PROVIDED RECORDS START

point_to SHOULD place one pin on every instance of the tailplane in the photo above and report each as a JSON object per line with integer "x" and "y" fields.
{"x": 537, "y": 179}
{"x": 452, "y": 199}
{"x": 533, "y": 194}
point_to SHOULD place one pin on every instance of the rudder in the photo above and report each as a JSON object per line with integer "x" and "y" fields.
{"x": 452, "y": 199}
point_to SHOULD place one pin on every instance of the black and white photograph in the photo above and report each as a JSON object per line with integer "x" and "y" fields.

PROVIDED RECORDS END
PROVIDED RECORDS START

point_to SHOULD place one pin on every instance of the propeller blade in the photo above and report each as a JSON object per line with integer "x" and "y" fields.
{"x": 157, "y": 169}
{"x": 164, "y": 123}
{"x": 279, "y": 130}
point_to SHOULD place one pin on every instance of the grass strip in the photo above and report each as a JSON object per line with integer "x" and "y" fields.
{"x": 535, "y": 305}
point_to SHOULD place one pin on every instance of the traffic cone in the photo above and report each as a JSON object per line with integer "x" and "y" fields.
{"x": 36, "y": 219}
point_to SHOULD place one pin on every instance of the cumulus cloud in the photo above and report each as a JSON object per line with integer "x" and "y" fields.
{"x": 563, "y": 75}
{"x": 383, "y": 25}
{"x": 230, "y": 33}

PROVIDED RECORDS END
PROVIDED RECORDS START

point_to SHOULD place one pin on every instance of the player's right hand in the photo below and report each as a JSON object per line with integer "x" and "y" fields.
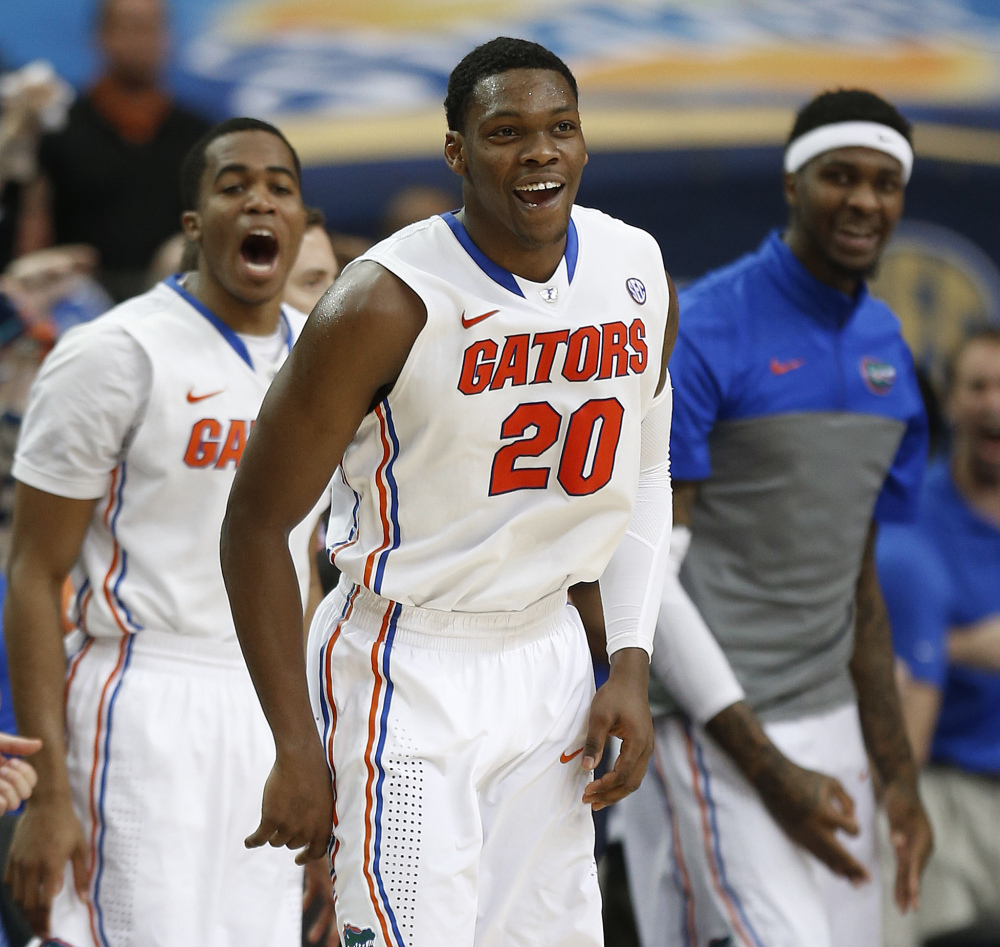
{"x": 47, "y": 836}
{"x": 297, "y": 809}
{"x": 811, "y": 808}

PROVIDED RECORDS END

**TASK STATEMENT**
Would you quote everything above from the line containing "point_to SHOULD place one pin on every instance of the tailplane" down to the line containing "point_to SHOULD place one pin on every instance of the black"? Include both of those lines and nothing else.

**WRITTEN SOLUTION**
point_to SHOULD place one pin on every instance of the tailplane in the photo above and report each as a JSON object per line with integer "x" and "y" fields.
{"x": 537, "y": 179}
{"x": 452, "y": 199}
{"x": 533, "y": 194}
point_to SHOULD place one pin on every instance of the rudder in the photo above and report each as a JSON object per line with integer "x" and "y" fields.
{"x": 452, "y": 199}
point_to SHOULD place one pin on every instance of the black and white photograph in the photo above and report each as a JSON object per line with integer "x" and "y" fields.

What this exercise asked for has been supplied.